Stated exercise: Convert every line of the listing below into a JSON array of strings, one string per line, skipping any blank lines.

>> start

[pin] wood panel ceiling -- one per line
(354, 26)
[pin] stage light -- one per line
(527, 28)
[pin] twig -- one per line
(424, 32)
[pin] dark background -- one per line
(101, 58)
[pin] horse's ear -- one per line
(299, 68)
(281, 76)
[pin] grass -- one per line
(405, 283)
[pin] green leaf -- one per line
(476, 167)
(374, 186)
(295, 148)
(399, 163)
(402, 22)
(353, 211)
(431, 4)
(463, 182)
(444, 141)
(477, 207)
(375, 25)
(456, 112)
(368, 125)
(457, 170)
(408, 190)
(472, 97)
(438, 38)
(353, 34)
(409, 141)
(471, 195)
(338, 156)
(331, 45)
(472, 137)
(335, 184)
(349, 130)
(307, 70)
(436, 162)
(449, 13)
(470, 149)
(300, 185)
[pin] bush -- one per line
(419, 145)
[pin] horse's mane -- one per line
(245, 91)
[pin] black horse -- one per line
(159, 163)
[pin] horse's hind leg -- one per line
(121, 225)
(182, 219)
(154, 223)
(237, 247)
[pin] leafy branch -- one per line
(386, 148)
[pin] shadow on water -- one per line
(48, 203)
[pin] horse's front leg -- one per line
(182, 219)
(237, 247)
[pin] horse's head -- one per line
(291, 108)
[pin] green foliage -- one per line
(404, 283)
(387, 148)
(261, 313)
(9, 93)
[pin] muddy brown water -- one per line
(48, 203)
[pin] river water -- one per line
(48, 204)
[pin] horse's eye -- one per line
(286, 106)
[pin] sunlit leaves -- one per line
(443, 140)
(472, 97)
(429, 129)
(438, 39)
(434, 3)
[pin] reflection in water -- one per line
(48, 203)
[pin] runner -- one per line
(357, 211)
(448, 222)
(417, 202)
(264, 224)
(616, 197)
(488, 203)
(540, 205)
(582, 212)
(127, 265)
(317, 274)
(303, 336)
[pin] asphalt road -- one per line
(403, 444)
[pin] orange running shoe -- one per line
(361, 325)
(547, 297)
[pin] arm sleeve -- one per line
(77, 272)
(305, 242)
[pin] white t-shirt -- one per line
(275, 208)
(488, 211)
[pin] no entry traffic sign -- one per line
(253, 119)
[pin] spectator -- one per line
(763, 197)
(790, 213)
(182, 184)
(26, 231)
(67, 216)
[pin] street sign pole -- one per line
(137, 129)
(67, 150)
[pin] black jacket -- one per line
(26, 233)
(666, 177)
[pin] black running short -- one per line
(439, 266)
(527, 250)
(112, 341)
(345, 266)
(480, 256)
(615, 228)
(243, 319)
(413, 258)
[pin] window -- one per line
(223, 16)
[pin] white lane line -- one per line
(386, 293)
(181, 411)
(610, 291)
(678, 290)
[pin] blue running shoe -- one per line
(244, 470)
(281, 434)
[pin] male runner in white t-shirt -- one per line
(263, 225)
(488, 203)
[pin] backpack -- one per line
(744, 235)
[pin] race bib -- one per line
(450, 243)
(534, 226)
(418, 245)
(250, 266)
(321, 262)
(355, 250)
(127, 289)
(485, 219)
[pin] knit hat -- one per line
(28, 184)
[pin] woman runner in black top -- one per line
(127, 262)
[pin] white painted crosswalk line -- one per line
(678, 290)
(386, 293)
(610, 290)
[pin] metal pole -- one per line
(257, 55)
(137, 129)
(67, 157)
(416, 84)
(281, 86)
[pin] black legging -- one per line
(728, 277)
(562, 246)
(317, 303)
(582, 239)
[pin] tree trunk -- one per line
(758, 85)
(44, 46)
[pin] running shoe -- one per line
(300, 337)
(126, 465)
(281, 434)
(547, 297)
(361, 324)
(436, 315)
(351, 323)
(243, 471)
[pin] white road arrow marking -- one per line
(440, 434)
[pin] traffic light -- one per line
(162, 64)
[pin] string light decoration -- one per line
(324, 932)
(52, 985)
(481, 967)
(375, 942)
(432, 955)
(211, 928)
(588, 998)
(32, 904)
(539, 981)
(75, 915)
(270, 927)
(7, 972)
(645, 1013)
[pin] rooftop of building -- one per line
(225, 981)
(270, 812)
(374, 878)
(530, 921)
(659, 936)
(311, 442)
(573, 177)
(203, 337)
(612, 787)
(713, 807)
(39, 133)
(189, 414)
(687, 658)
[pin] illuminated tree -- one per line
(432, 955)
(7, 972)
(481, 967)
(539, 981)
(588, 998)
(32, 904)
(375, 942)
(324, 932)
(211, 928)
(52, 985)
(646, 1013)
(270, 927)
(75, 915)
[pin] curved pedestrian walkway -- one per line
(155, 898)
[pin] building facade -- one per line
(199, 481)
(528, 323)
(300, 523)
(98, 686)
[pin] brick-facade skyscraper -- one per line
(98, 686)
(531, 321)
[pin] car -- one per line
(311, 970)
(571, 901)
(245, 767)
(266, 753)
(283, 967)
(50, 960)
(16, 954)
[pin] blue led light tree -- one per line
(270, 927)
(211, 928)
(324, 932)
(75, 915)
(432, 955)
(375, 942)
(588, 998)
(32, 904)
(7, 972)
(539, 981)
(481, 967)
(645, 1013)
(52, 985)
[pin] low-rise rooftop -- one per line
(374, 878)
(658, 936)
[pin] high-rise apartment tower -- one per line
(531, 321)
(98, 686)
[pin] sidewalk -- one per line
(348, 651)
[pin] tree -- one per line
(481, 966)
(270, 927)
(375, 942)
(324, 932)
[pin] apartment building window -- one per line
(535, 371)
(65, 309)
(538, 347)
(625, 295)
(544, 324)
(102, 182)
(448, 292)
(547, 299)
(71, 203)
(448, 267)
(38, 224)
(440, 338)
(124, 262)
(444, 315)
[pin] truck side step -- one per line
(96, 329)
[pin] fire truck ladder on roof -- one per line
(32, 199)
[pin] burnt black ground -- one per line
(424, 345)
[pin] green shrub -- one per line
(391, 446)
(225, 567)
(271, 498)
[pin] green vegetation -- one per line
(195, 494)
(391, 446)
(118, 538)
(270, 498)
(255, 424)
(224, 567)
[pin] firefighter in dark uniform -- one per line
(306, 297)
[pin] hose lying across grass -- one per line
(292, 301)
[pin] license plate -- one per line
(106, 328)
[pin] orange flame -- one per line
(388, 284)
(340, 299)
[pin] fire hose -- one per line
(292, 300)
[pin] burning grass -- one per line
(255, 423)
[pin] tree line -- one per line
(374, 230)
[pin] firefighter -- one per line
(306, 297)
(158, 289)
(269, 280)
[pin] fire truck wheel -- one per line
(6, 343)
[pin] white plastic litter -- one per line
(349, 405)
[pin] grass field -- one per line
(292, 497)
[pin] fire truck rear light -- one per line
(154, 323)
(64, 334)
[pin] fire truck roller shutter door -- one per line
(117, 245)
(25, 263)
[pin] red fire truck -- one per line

>> end

Solution to this problem:
[
  "[pin] wood panel ceiling -- one per line",
  "(354, 26)",
  "[pin] stage light -- one per line",
  "(527, 28)",
  "[pin] twig -- one per line",
  "(424, 32)",
  "[pin] dark background -- one per line",
  "(101, 58)",
  "[pin] horse's ear -- one per line",
  "(299, 68)",
  "(281, 76)",
  "[pin] grass -- one per line",
  "(405, 283)",
  "[pin] green leaf -- one per line",
  "(476, 167)",
  "(374, 186)",
  "(295, 148)",
  "(399, 163)",
  "(402, 22)",
  "(353, 211)",
  "(431, 4)",
  "(463, 182)",
  "(444, 141)",
  "(477, 207)",
  "(375, 25)",
  "(456, 112)",
  "(368, 125)",
  "(457, 170)",
  "(408, 190)",
  "(472, 97)",
  "(438, 38)",
  "(353, 34)",
  "(409, 141)",
  "(471, 195)",
  "(338, 156)",
  "(331, 45)",
  "(472, 137)",
  "(335, 184)",
  "(349, 130)",
  "(307, 70)",
  "(436, 162)",
  "(449, 13)",
  "(470, 149)",
  "(300, 185)",
  "[pin] bush -- one per line",
  "(419, 145)",
  "[pin] horse's mane -- one per line",
  "(245, 91)",
  "[pin] black horse -- one per line",
  "(159, 163)",
  "[pin] horse's hind leg -- one per line",
  "(121, 225)",
  "(182, 219)",
  "(154, 223)",
  "(237, 247)",
  "[pin] leafy branch -- one per line",
  "(386, 148)",
  "[pin] shadow on water -- one per line",
  "(48, 203)",
  "[pin] horse's front leg -- one per line",
  "(182, 219)",
  "(237, 247)",
  "[pin] horse's head -- one per line",
  "(291, 108)",
  "[pin] green foliage -- one per line",
  "(404, 283)",
  "(387, 148)",
  "(261, 313)",
  "(9, 93)",
  "[pin] muddy brown water -- one per line",
  "(48, 203)",
  "[pin] river water -- one per line",
  "(48, 204)",
  "[pin] horse's eye -- one per line",
  "(286, 106)",
  "[pin] sunlit leaves -- one per line",
  "(443, 140)",
  "(472, 97)",
  "(429, 129)",
  "(438, 39)",
  "(434, 3)",
  "[pin] reflection in water -- one per line",
  "(48, 203)",
  "[pin] runner -- one per line",
  "(357, 211)",
  "(448, 222)",
  "(417, 202)",
  "(264, 224)",
  "(616, 197)",
  "(488, 203)",
  "(540, 205)",
  "(582, 212)",
  "(127, 265)",
  "(317, 274)",
  "(303, 336)",
  "[pin] asphalt road -- one per line",
  "(403, 444)",
  "[pin] orange running shoe -- one per line",
  "(361, 325)",
  "(547, 297)",
  "[pin] arm sleeve -- one per line",
  "(77, 272)",
  "(305, 242)",
  "[pin] white t-shirt -- one per line",
  "(275, 208)",
  "(488, 211)",
  "[pin] no entry traffic sign -- one per line",
  "(253, 119)",
  "[pin] spectator -- one per line",
  "(763, 197)",
  "(790, 213)",
  "(182, 184)",
  "(26, 231)",
  "(67, 216)",
  "[pin] street sign pole -- one per line",
  "(137, 129)",
  "(67, 150)",
  "[pin] black jacket -- one per line",
  "(26, 233)",
  "(666, 177)",
  "[pin] black running short -- one per line",
  "(439, 266)",
  "(527, 250)",
  "(112, 341)",
  "(345, 266)",
  "(480, 256)",
  "(615, 228)",
  "(243, 319)",
  "(413, 258)",
  "[pin] window -- one per line",
  "(223, 16)",
  "[pin] white lane line -- one per line",
  "(386, 293)",
  "(181, 411)",
  "(610, 291)",
  "(678, 290)",
  "[pin] blue running shoe -- one per line",
  "(244, 470)",
  "(281, 434)",
  "[pin] male runner in white t-shirt -- one per line",
  "(263, 225)",
  "(488, 203)",
  "[pin] backpack -- one per line",
  "(744, 235)",
  "[pin] race bib -- one per line",
  "(450, 243)",
  "(534, 226)",
  "(418, 245)",
  "(250, 266)",
  "(321, 262)",
  "(355, 250)",
  "(127, 289)",
  "(485, 219)",
  "[pin] knit hat -- one per line",
  "(28, 184)",
  "[pin] woman runner in black top -- one per line",
  "(127, 262)",
  "[pin] white painted crosswalk line -- one per line",
  "(678, 290)",
  "(386, 293)",
  "(610, 290)",
  "[pin] metal pole -- one per line",
  "(257, 55)",
  "(137, 129)",
  "(67, 157)",
  "(416, 84)",
  "(281, 86)",
  "[pin] black legging -- one per line",
  "(728, 277)",
  "(562, 246)",
  "(317, 303)",
  "(582, 239)",
  "[pin] tree trunk -- one per line",
  "(758, 85)",
  "(44, 46)",
  "[pin] running shoe -- one per line",
  "(300, 337)",
  "(126, 465)",
  "(281, 434)",
  "(547, 297)",
  "(361, 324)",
  "(436, 315)",
  "(351, 323)",
  "(243, 471)",
  "[pin] white road arrow marking -- one per line",
  "(440, 434)",
  "[pin] traffic light -- one per line",
  "(162, 64)",
  "[pin] string light decoration -- one per line",
  "(324, 932)",
  "(52, 985)",
  "(481, 967)",
  "(375, 942)",
  "(432, 955)",
  "(211, 928)",
  "(588, 998)",
  "(32, 904)",
  "(539, 981)",
  "(75, 915)",
  "(270, 927)",
  "(7, 972)",
  "(645, 1013)",
  "[pin] rooftop of building -- one per line",
  "(225, 981)",
  "(270, 812)",
  "(374, 878)",
  "(530, 921)",
  "(659, 936)",
  "(311, 442)",
  "(573, 177)",
  "(203, 337)",
  "(612, 787)",
  "(713, 807)",
  "(39, 133)",
  "(189, 414)",
  "(687, 658)",
  "[pin] illuminated tree -- one per line",
  "(432, 955)",
  "(7, 972)",
  "(481, 967)",
  "(539, 981)",
  "(588, 998)",
  "(32, 904)",
  "(375, 942)",
  "(324, 932)",
  "(211, 928)",
  "(52, 985)",
  "(646, 1013)",
  "(270, 927)",
  "(75, 915)",
  "[pin] curved pedestrian walkway -- one per line",
  "(155, 898)",
  "[pin] building facade -- one per line",
  "(199, 481)",
  "(528, 323)",
  "(300, 523)",
  "(98, 686)",
  "[pin] brick-facade skyscraper -- one per line",
  "(98, 686)",
  "(531, 321)",
  "[pin] car -- one per line",
  "(311, 970)",
  "(571, 901)",
  "(245, 767)",
  "(266, 753)",
  "(283, 967)",
  "(50, 960)",
  "(16, 954)",
  "[pin] blue led light tree -- one per line",
  "(270, 927)",
  "(211, 928)",
  "(324, 932)",
  "(75, 915)",
  "(432, 955)",
  "(375, 942)",
  "(588, 998)",
  "(32, 904)",
  "(7, 972)",
  "(539, 981)",
  "(481, 967)",
  "(645, 1013)",
  "(52, 985)",
  "[pin] low-rise rooftop -- one per line",
  "(374, 878)",
  "(658, 936)",
  "[pin] high-rise apartment tower -- one per line",
  "(531, 321)",
  "(98, 686)",
  "[pin] sidewalk -- one per line",
  "(348, 651)",
  "[pin] tree -- one per line",
  "(481, 966)",
  "(270, 927)",
  "(375, 942)",
  "(324, 932)",
  "[pin] apartment building window -- one per line",
  "(535, 371)",
  "(65, 309)",
  "(538, 347)",
  "(625, 295)",
  "(544, 324)",
  "(102, 182)",
  "(448, 292)",
  "(547, 299)",
  "(71, 203)",
  "(448, 267)",
  "(38, 224)",
  "(440, 338)",
  "(124, 262)",
  "(444, 315)",
  "[pin] truck side step -- one per line",
  "(96, 329)",
  "[pin] fire truck ladder on roof -- one per line",
  "(32, 199)",
  "[pin] burnt black ground -- one per line",
  "(424, 345)",
  "[pin] green shrub -- one per line",
  "(391, 446)",
  "(225, 567)",
  "(271, 498)",
  "[pin] green vegetation -- one per line",
  "(195, 494)",
  "(391, 446)",
  "(118, 538)",
  "(270, 498)",
  "(255, 424)",
  "(224, 567)",
  "[pin] firefighter in dark uniform -- one per line",
  "(306, 297)",
  "[pin] hose lying across grass -- one per line",
  "(292, 301)",
  "[pin] license plate -- one per line",
  "(106, 328)",
  "[pin] orange flame -- one per line",
  "(388, 284)",
  "(340, 299)",
  "[pin] fire hose -- one per line",
  "(292, 300)",
  "[pin] burning grass -- one per line",
  "(255, 423)",
  "[pin] tree line -- one per line",
  "(374, 230)",
  "[pin] firefighter -- one per line",
  "(306, 297)",
  "(158, 289)",
  "(269, 280)",
  "[pin] fire truck wheel -- one per line",
  "(6, 343)",
  "[pin] white plastic litter -- one per line",
  "(349, 405)",
  "[pin] grass field -- one per line",
  "(292, 497)",
  "[pin] fire truck rear light -- one per line",
  "(154, 323)",
  "(64, 334)",
  "[pin] fire truck roller shutter door -- one per line",
  "(117, 245)",
  "(25, 263)",
  "[pin] red fire truck -- one per line"
]